Available records
----------

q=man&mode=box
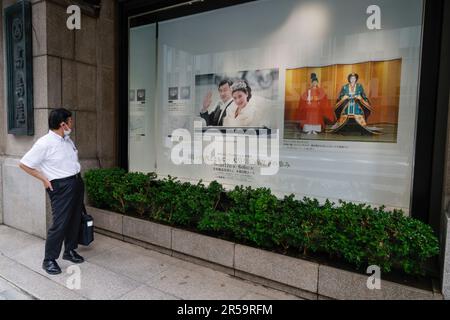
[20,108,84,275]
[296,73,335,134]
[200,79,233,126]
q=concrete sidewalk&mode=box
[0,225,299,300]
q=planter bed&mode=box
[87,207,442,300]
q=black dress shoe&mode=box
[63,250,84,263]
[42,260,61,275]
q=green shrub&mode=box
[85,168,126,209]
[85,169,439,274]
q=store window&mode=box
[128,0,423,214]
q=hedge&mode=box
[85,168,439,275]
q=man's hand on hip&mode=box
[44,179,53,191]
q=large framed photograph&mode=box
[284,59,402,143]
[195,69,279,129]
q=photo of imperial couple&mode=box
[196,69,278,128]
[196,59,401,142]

----------

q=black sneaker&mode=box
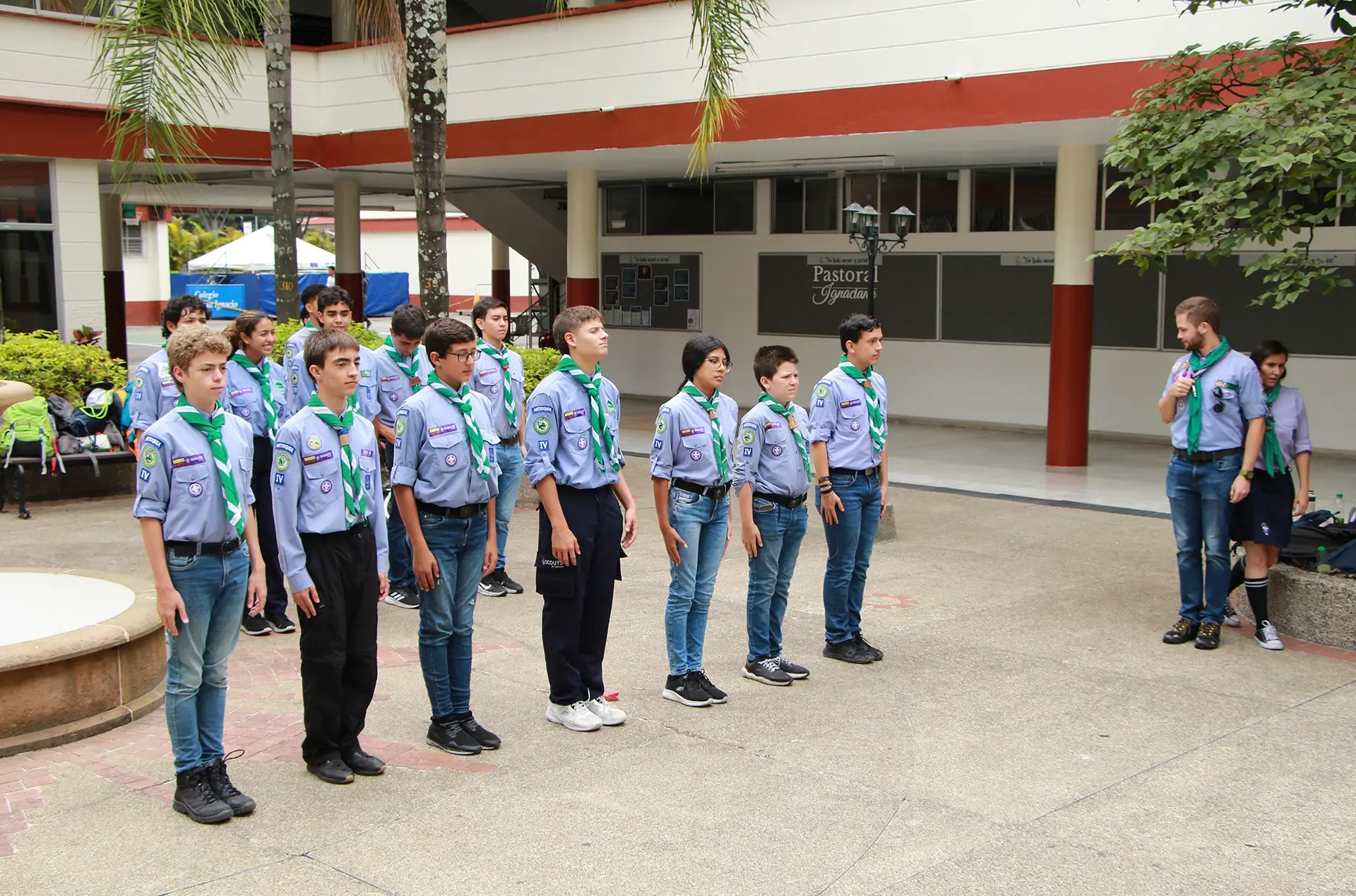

----------

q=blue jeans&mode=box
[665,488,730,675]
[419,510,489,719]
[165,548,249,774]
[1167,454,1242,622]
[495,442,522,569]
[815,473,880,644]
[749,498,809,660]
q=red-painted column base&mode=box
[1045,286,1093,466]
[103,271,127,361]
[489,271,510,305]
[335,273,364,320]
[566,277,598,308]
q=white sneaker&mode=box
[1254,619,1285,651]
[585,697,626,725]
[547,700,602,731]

----------

What to do
Collect every line above that contains the string "sneaker".

Completed exercise
q=black sneaker&mode=box
q=white sneaker&mode=box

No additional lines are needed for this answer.